Copy out every line of the records below that contains the word "dough". Case counts, so a line qualifies only if the capitalization matches.

# Start of DATASET CONTENT

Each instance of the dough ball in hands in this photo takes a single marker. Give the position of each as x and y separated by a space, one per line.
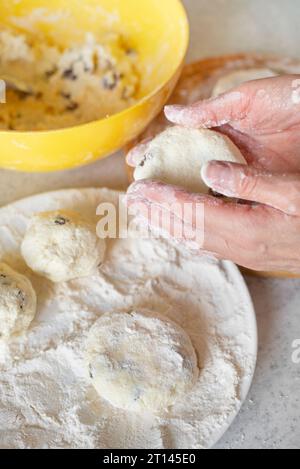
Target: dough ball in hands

# End of DATASET CONTENT
# Start of DATASET CONTENT

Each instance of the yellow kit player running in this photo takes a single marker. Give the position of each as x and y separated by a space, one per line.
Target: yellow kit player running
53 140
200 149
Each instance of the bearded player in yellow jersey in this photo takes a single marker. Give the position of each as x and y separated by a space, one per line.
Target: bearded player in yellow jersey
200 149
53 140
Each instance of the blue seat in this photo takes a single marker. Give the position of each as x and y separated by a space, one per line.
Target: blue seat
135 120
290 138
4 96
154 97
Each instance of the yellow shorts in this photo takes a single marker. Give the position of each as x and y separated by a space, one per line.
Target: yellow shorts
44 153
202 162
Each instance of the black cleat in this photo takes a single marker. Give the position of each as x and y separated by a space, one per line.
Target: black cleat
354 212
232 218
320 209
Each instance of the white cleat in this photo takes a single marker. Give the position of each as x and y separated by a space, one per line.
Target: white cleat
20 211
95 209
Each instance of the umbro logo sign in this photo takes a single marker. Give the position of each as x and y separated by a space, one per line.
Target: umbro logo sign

# End of DATASET CONTENT

EXPECTED ANSWER –
Each instance of the dough ball in hands in this photo takes a single marker. Give the position of each as x and y separated by a space, one per line.
Target: dough ball in hands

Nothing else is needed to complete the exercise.